▸ Problem to work on
Repeat the lines below word for word, starting at the first line and ending at the line that contains "box: [440, 322, 988, 532]".

Saved data entries:

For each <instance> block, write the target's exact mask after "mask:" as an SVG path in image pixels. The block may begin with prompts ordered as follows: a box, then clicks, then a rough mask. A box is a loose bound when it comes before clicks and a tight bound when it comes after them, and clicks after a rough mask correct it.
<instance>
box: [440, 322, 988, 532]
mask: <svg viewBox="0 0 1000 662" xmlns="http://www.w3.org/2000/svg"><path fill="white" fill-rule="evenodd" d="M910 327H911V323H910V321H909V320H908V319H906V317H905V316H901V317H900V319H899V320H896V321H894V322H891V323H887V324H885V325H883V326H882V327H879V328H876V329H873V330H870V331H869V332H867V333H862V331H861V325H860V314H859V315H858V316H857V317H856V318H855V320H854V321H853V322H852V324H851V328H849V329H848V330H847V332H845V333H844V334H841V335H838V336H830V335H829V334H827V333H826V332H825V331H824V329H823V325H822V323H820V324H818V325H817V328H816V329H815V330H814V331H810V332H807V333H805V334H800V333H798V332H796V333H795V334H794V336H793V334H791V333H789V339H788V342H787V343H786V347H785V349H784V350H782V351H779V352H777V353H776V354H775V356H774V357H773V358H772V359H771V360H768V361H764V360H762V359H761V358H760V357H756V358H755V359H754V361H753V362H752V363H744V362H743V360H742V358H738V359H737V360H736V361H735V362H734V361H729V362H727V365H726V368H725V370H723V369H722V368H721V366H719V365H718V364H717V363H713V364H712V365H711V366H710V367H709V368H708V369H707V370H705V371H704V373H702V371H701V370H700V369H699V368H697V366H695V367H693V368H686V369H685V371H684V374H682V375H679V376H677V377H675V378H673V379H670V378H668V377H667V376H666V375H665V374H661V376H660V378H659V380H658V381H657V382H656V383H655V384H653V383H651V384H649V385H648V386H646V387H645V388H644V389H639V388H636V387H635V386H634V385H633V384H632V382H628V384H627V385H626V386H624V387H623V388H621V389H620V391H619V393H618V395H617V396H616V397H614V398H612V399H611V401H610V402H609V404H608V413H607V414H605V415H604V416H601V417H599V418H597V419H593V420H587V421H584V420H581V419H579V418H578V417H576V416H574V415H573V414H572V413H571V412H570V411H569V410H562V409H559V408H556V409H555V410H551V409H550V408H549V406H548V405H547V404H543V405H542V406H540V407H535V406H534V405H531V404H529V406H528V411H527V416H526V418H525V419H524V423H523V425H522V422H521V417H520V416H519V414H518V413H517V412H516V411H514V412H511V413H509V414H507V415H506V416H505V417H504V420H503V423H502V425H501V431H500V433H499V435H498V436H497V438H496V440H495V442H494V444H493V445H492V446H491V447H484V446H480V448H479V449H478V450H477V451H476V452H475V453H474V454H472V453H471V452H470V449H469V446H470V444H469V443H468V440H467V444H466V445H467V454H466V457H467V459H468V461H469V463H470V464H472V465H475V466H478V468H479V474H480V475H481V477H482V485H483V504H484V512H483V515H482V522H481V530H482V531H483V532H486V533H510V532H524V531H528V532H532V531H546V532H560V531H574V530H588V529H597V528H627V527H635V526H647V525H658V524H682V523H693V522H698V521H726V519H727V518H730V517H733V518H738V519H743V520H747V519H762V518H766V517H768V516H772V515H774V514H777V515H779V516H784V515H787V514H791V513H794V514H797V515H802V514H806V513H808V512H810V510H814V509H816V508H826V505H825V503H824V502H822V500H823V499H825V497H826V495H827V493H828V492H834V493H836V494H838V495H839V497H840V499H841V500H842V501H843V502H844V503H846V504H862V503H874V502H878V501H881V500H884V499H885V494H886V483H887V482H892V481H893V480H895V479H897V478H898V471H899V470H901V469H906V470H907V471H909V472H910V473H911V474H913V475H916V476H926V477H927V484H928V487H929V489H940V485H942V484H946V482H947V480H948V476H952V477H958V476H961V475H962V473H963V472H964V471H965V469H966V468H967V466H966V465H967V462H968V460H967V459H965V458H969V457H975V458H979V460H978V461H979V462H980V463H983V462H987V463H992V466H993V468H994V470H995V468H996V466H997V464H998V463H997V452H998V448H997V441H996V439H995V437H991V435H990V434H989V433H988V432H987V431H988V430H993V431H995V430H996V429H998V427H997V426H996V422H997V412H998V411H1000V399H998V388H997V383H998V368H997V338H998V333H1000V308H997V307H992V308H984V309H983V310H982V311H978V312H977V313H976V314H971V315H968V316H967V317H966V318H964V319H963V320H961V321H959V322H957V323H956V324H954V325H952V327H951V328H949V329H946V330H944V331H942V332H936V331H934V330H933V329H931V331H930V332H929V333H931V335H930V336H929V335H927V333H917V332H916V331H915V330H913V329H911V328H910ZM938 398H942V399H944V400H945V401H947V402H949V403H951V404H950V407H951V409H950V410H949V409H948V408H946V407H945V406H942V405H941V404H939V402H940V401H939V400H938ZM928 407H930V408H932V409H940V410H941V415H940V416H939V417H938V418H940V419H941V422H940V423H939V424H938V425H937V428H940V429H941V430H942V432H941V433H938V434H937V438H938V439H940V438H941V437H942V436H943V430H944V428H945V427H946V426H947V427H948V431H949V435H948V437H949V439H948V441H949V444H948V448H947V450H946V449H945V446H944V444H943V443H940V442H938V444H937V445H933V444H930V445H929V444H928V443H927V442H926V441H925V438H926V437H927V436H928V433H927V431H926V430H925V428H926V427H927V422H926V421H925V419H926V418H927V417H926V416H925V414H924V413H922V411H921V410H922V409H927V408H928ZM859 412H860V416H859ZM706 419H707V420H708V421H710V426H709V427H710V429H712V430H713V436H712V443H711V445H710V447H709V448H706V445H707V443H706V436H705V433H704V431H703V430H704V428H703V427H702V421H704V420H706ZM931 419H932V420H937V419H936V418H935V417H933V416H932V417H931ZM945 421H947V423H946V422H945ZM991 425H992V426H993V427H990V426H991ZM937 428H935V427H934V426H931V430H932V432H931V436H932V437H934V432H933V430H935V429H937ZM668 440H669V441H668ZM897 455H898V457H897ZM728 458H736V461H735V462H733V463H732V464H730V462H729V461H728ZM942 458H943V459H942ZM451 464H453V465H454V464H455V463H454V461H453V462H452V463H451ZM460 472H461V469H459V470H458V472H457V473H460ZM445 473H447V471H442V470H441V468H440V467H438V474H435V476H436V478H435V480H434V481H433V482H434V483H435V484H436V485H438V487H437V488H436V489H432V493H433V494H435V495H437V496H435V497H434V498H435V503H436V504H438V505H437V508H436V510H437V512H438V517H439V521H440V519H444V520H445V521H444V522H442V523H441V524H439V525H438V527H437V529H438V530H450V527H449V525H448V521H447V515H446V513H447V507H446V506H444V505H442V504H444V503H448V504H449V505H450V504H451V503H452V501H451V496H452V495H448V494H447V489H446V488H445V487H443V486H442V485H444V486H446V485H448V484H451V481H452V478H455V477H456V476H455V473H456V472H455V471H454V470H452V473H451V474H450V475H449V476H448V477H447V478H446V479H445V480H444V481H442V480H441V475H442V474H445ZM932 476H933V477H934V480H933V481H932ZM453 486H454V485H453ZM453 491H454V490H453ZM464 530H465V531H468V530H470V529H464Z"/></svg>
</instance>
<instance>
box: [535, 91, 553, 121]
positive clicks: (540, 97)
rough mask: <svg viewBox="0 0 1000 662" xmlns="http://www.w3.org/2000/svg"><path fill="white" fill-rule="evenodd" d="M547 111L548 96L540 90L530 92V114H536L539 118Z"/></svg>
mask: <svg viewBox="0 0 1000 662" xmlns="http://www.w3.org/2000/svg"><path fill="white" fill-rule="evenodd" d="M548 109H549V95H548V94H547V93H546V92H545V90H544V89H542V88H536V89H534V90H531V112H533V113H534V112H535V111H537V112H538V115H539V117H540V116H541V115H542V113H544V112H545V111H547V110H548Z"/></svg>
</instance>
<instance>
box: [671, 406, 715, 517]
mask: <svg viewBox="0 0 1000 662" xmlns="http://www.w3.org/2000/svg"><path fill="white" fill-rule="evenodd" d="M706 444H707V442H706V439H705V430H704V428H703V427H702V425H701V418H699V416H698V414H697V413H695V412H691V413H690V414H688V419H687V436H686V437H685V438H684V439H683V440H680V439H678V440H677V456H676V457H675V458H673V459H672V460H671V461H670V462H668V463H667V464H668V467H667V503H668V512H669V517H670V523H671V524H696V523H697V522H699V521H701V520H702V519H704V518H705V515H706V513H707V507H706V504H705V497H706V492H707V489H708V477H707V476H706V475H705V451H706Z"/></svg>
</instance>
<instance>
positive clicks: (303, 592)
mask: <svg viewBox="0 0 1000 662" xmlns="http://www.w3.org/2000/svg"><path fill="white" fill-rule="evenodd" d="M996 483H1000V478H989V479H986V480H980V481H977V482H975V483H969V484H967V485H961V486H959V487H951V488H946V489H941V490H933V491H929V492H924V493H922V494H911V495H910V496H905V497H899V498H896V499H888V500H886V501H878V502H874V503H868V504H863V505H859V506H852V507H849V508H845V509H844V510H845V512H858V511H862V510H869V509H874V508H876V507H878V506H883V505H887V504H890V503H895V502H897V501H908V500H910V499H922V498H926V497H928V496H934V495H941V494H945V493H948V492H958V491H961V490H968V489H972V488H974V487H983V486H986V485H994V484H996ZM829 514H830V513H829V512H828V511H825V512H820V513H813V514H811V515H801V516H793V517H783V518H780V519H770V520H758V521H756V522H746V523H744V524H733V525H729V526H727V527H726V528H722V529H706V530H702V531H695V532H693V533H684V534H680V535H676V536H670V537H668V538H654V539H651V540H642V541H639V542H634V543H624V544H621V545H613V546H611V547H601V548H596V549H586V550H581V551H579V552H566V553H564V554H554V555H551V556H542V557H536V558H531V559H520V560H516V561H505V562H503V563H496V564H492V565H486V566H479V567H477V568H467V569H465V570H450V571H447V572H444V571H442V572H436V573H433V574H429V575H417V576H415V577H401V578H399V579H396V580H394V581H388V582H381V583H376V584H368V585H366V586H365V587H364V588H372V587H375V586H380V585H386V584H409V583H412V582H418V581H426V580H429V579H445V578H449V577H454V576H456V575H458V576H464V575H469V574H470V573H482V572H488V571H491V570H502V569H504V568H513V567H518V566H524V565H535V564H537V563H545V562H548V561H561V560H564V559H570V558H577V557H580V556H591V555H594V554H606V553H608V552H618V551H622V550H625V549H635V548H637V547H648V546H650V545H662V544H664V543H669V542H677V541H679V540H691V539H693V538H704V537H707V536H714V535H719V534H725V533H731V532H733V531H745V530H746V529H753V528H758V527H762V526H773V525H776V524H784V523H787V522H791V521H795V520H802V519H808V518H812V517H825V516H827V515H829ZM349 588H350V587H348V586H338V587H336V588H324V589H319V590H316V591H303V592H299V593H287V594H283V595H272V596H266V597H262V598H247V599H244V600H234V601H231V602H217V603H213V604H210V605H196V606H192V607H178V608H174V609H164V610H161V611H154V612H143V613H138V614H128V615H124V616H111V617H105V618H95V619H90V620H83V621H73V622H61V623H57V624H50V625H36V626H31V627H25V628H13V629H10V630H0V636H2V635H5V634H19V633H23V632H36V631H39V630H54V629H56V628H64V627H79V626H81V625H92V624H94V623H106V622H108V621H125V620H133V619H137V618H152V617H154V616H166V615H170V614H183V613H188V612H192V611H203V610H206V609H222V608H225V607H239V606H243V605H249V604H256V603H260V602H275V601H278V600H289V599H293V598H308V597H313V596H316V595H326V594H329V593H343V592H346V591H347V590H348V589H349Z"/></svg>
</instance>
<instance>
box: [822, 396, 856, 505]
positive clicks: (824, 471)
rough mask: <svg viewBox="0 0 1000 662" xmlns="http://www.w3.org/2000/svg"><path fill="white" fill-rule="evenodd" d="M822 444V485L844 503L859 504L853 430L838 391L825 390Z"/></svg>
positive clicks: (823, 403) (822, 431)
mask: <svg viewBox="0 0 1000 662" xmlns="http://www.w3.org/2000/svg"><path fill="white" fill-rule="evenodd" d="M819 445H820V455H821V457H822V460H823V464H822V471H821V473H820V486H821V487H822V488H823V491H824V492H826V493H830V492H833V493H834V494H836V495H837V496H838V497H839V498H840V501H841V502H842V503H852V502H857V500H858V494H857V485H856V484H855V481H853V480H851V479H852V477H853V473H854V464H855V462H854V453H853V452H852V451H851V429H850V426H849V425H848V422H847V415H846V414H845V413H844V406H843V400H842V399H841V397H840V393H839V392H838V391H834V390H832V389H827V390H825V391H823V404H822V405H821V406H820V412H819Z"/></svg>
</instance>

▸ Solution
For each <instance> block, write the target's exact mask after "mask:" as an SVG path in image pixels. The block may begin with prompts ordered as follows: a box, then clicks, then a rough mask. A box is a loose bound when it comes before clicks and a tight bound when it comes after them, and clicks after a rough mask correct it.
<instance>
box: [440, 322, 988, 532]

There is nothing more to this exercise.